----- Dataset entries -----

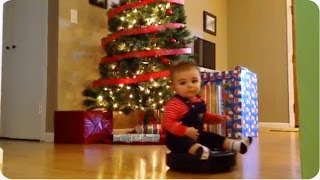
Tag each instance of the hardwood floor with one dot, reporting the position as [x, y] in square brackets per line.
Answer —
[272, 155]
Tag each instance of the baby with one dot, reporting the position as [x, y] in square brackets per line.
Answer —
[185, 114]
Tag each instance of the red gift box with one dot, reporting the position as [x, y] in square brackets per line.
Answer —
[83, 127]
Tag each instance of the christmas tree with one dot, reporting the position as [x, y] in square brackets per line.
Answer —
[147, 36]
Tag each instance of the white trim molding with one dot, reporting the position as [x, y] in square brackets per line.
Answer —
[273, 125]
[47, 137]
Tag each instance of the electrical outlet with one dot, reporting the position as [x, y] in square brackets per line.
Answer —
[74, 16]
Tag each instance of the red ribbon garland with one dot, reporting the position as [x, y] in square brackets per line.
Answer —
[136, 31]
[137, 79]
[147, 53]
[119, 9]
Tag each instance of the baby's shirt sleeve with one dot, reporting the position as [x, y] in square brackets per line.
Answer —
[173, 112]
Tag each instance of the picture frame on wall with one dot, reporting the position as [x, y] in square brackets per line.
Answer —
[204, 53]
[99, 3]
[209, 23]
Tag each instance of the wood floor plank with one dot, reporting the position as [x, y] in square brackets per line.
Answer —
[272, 155]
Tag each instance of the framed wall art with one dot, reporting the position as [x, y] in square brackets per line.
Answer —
[99, 3]
[209, 23]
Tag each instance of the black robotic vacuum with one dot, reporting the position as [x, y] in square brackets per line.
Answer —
[221, 161]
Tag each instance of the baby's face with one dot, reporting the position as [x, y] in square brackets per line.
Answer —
[187, 83]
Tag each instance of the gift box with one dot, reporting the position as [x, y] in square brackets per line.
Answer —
[83, 127]
[240, 100]
[139, 138]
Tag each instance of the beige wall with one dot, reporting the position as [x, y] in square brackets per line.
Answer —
[258, 40]
[251, 34]
[194, 10]
[79, 47]
[79, 51]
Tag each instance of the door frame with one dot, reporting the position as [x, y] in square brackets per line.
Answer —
[293, 104]
[42, 108]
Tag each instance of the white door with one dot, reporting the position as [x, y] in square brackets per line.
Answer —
[24, 69]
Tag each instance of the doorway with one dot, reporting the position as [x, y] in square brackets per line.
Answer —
[23, 69]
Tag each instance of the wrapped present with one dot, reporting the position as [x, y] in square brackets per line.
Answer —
[240, 100]
[83, 127]
[148, 129]
[136, 138]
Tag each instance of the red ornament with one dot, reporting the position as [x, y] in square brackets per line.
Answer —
[165, 61]
[169, 12]
[173, 40]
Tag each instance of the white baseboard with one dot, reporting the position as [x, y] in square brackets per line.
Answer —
[47, 137]
[273, 125]
[122, 131]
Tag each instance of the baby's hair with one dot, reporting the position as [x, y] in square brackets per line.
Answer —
[182, 66]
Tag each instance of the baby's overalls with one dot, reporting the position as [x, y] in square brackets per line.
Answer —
[193, 118]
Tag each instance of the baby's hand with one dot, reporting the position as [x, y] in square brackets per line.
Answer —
[224, 118]
[192, 133]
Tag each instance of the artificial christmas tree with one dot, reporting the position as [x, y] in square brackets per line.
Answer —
[146, 37]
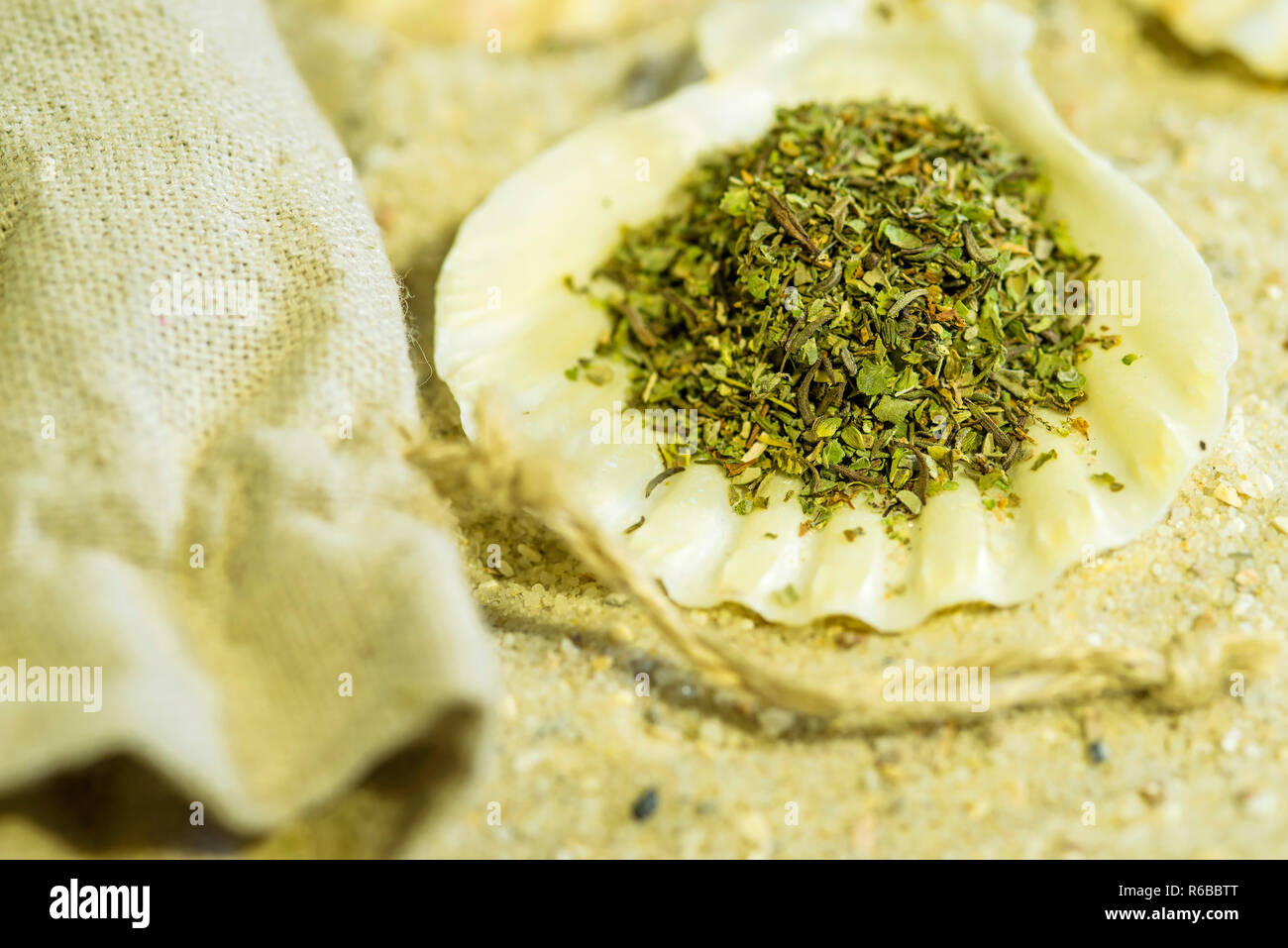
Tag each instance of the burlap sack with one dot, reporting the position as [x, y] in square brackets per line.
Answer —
[205, 390]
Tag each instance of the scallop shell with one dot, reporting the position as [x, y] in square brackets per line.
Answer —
[506, 325]
[1253, 30]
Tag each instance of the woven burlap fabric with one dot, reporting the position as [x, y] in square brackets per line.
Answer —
[210, 501]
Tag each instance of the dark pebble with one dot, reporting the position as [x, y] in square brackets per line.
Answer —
[644, 805]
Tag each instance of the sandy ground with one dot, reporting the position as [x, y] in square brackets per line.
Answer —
[588, 766]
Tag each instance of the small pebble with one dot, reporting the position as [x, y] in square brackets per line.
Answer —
[644, 805]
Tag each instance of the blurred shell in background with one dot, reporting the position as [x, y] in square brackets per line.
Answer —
[523, 25]
[506, 324]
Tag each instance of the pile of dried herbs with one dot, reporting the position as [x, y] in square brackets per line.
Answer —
[853, 299]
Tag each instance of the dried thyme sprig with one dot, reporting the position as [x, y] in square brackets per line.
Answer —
[851, 300]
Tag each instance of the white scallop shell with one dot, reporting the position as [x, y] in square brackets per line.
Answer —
[1253, 30]
[505, 324]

-----

- _Your instructions_:
Repeat each entry exactly as it appears; skip any picture.

- _Full answer_:
Tag each instance of the hardwood floor with one dot, reporting the position as [x, y] in square brackets per line.
Answer —
[272, 155]
Tag each instance of the baby with one dot, reporting the position as [x, y] in square brackets per line.
Answer —
[185, 114]
Tag each instance of the red gift box with one dot, reporting the position as [x, y] in square brackets per line.
Answer —
[83, 127]
Tag each instance of the christmas tree with one dot, reporting the position as [x, y] in square brackets per line.
Answer —
[147, 36]
Tag each instance of the white trim molding with one dot, reporting the position as [x, y] in square brackets per line.
Answer —
[273, 125]
[47, 137]
Tag each instance of the electrical outlet with one dot, reporting the position as [x, y] in square brackets per line.
Answer —
[74, 16]
Tag each instance of the red ribbon garland with one dot, reporting the position as [x, y] in square brackets per line.
Answer —
[136, 31]
[137, 79]
[147, 53]
[119, 9]
Tag each instance of the baby's shirt sleeve with one dot, reporting the position as [x, y] in square brackets per line.
Answer —
[173, 112]
Tag each instance of the picture frame on wall with one dot, reporting the position as [x, y] in square brackets per line.
Answer —
[204, 53]
[99, 3]
[209, 23]
Tag each instance of the wood floor plank with one dot, reporting the position as [x, y] in square brackets per line.
Answer —
[272, 155]
Tag each instance of the framed wall art with one dot, reporting the position as [x, y] in square brackets per line.
Answer —
[99, 3]
[209, 23]
Tag each instance of the black robotic vacuum with one dot, reporting the position as [x, y] in square brackets per line.
Answer —
[221, 161]
Tag each instance of the baby's face with one dot, reporting the position as [x, y] in square brackets per line.
Answer —
[187, 83]
Tag each instance of the gift box with one dot, reporting the position as [x, y] in square brackets per line.
Answer —
[83, 127]
[240, 100]
[139, 138]
Tag each instance of the beige wall with one dot, reporting the position as [x, y] in square brackets per line.
Answer —
[258, 40]
[251, 34]
[194, 10]
[79, 47]
[79, 51]
Tag each instance of the door frame with one dot, reporting the position as [x, y] in square brackets per line.
Answer —
[293, 104]
[42, 108]
Tag each instance of the white door with one dot, reporting the position as [x, y] in square brackets per line.
Answer —
[24, 69]
Tag each instance of the doorway with one dot, reporting the position as [x, y] in square brackets per line.
Answer —
[23, 69]
Tag each instance of the wrapped present with one dot, reporting the position as [x, y] in square brackets per line.
Answer —
[240, 100]
[83, 127]
[148, 129]
[136, 138]
Tag each instance of the red ornament with one dot, reporting the position as [x, y] in square brackets per line.
Answer —
[165, 61]
[169, 12]
[173, 40]
Tag each instance of the white baseboard with one dot, reporting the position as [x, y] in square brackets per line.
Answer —
[47, 137]
[273, 125]
[122, 131]
Tag each instance of the baby's hair with one dot, reporting the position as [x, y] in square brackets per line.
Answer —
[182, 66]
Tag each instance of the baby's overalls with one dot, reporting the position as [x, y] in square brackets per line.
Answer —
[193, 118]
Tag each instance of the baby's hand with one dot, reporting the position as [x, y] in square brackets per line.
Answer —
[224, 118]
[192, 133]
Tag each instance of the artificial christmas tree with one dot, reporting the position as [x, y] in square brackets per line.
Answer —
[146, 37]
Tag each instance of the burlap sack with one dot, reporting the position as [x, y] in square brackets per line.
Answer —
[205, 390]
Tag each instance of the scallop shell with one dot, reporting the position as [x, y] in square brackets per line.
Answer —
[506, 325]
[1253, 30]
Tag each instance of the woven burlap fabric with one dot, reporting the position as [x, y] in square brackets per line.
Answer —
[210, 501]
Tag each instance of the dark pebble with one dot, reporting the position as [x, y] in square brackets per line.
Answer —
[644, 805]
Tag each instance of the sandy ground with one dot, reporting the position as [x, y] in square brackets per line.
Answer —
[588, 766]
Tag each instance of the small pebble with one dot, reporting the position as [x, y] in square brackets per line.
Answer —
[644, 805]
Tag each instance of the blurred shell in background with one dot, reporting the position as [x, y] in square brackets per line.
Answer —
[523, 25]
[506, 324]
Tag each instance of the pile of dried herbs with one dot, reporting the position as [x, y] in square brackets per line.
Answer —
[853, 299]
Tag each instance of the dried thyme sprig with one dot, reporting the position as [x, y] in square brackets per line.
Answer —
[851, 300]
Tag each instance of the white scallop shell with one dot, reporting the position as [x, y] in square brackets per line.
Answer —
[1253, 30]
[505, 324]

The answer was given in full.